From the records below, copy every line that contains the word "ceiling".

DATA UNDER STUDY.
Start of Block

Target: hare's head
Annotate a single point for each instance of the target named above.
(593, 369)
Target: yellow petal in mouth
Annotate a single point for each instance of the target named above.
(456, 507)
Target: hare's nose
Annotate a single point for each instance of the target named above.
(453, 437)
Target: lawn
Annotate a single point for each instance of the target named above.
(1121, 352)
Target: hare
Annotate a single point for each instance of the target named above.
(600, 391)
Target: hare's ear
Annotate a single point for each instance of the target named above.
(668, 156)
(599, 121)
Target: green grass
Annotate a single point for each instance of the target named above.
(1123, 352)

End of Block
Start of Block

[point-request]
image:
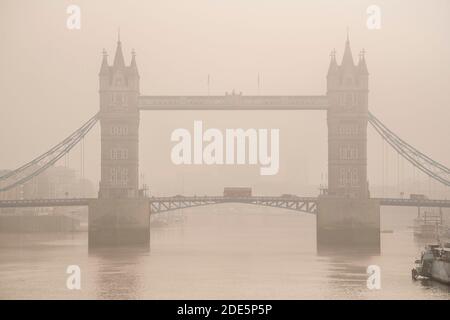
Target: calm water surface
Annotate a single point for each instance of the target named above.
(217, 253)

End of Block
Start of Block

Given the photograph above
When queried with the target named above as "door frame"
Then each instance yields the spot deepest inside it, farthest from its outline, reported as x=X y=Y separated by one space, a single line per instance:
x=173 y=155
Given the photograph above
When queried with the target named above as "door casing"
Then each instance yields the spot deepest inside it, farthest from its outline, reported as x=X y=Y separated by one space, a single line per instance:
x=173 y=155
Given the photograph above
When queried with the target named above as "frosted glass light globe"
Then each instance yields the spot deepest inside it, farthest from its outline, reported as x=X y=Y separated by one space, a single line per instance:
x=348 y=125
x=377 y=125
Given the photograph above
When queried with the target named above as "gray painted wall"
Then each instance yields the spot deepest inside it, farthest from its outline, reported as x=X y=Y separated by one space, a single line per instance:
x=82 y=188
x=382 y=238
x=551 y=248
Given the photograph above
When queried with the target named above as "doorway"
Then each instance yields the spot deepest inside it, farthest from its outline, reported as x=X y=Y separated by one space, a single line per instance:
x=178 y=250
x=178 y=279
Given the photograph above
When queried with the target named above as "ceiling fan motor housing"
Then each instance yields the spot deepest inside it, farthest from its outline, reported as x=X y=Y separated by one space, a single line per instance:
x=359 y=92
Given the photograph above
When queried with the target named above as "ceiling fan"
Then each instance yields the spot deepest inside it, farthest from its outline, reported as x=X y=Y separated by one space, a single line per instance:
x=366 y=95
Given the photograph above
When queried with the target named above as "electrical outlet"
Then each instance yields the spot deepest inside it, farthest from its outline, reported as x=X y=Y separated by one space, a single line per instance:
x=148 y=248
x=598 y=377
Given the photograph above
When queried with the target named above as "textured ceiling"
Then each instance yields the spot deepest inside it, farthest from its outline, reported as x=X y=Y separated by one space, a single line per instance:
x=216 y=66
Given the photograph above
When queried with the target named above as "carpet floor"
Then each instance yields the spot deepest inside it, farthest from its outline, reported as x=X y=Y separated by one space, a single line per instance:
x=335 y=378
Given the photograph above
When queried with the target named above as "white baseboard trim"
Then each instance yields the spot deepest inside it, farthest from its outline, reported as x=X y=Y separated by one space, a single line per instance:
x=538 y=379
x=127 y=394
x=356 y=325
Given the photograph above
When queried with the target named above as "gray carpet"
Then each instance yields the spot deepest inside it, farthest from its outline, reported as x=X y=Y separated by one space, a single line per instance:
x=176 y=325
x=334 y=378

End of Block

SOLUTION TO THIS PROBLEM.
When queried with the target named above as "ceiling fan motor housing"
When queried with the target named above as "ceiling fan"
When queried with the target named above as "textured ceiling"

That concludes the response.